First and foremost, what actually determines a likelihood of success is the ability to make a commitment: adhering to a lifetime of alienation from anyone and everyone you'd known from the life you're fleeing. Giglio says that one of the biggest mistakes people make is remaining in or resuming contact with friends and family. Those people, he adds, are the first place someone's going to look — and it includes more people than one might expect.

"A very successful tactic to track people are through their family, friends, significant other, work associates, and contacts," he said. "These are all potential leads to track an individual. It is very difficult to cut off anyone important in your life." That's even the case when lives are on the line: Giglio added that when people leave witness protection, it's usually because they miss their family.

You might want to tell someone you're leaving, and why

This one definitely depends on the circumstances of why someone might want to disappear, and it's a bit of seemingly counterintuitive advice that's actually pretty brilliant. Jason Hanson is a former CIA agent, author of "Spy Secrets That Can Save Your Life," and now advises people from all walks of life in matters of security, privacy, and self-defense. He gives the example of a person who wants to escape a marriage that they feel like they're trapped in, and in that case, Hanson says that one of the things you're going to want to do is, well, tell someone exactly what you're doing.

Why on earth would you do that? He explains that by sending a letter or email to that soon-to-be-single significant other, by handing in your resignation at work, and by letting close friends or family members know what's going on, they're not going to report you missing — or, if you are reported missing, someone will be able to tell law enforcement what they need to know in order to get them to call off the search.

And it makes sense. If law enforcement thinks you may have been kidnapped, they're going to start looking — which is exactly what you don't want if you're trying to disappear. Letting someone know that you're doing it of your own free will, and that it's a clearly premeditated disappearance, will go a long way in getting away without leaving telltale footprints.

> _Data supplied_
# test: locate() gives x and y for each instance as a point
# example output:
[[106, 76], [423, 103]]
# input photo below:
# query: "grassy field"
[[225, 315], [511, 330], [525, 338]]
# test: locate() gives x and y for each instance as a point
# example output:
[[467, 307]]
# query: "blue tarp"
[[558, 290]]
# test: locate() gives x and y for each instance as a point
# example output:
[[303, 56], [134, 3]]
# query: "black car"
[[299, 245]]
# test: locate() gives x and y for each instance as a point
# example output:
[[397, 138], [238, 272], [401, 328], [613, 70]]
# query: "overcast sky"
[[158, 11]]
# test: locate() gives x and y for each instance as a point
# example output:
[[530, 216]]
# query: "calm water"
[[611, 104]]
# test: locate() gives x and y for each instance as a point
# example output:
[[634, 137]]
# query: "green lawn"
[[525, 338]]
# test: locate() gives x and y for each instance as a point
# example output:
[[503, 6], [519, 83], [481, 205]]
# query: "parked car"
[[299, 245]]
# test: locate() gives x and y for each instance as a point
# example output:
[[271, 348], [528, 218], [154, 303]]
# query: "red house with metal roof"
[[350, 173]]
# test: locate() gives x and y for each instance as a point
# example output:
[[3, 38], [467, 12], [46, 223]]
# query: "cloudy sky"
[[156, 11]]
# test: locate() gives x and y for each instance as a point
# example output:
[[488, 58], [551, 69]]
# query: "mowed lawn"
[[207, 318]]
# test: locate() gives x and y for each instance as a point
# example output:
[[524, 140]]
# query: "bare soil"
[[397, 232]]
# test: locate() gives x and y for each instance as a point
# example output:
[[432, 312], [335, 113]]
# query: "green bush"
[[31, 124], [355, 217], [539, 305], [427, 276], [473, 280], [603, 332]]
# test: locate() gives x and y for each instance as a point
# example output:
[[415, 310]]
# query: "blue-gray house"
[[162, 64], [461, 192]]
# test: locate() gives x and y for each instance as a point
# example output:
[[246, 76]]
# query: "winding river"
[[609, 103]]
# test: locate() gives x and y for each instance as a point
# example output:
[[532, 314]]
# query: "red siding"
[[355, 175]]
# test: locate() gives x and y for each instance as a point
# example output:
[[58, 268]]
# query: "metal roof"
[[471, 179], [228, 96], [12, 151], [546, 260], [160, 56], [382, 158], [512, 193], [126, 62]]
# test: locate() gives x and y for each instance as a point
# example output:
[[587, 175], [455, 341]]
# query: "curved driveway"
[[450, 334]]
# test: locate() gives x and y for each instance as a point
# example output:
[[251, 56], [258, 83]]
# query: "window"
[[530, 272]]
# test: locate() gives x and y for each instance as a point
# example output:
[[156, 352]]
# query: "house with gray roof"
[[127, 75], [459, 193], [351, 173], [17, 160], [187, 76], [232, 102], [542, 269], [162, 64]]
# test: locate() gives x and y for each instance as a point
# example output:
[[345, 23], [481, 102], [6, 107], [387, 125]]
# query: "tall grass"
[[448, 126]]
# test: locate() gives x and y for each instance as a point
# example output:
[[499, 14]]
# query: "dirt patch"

> _Problems to solve_
**1.** In the passage on disappearing, what does Giglio say is usually the reason people leave witness protection?
**2.** Do these statements agree with the passage on disappearing? Answer yes or no for each, quoting the deciding words. (a) Jason Hanson used to work for the CIA. (b) Giglio considers staying in touch with friends and family a serious mistake. (c) For someone escaping a marriage, Hanson advises telling no one about the plan.

> _Task answers_
**1.** They usually leave because they miss their family.

**2.**
(a) Yes: "Jason Hanson is a former CIA agent"
(b) Yes: "one of the biggest mistakes people make is remaining in or resuming contact with friends and family"
(c) No: "one of the things you're going to want to do is, well, tell someone exactly what you're doing"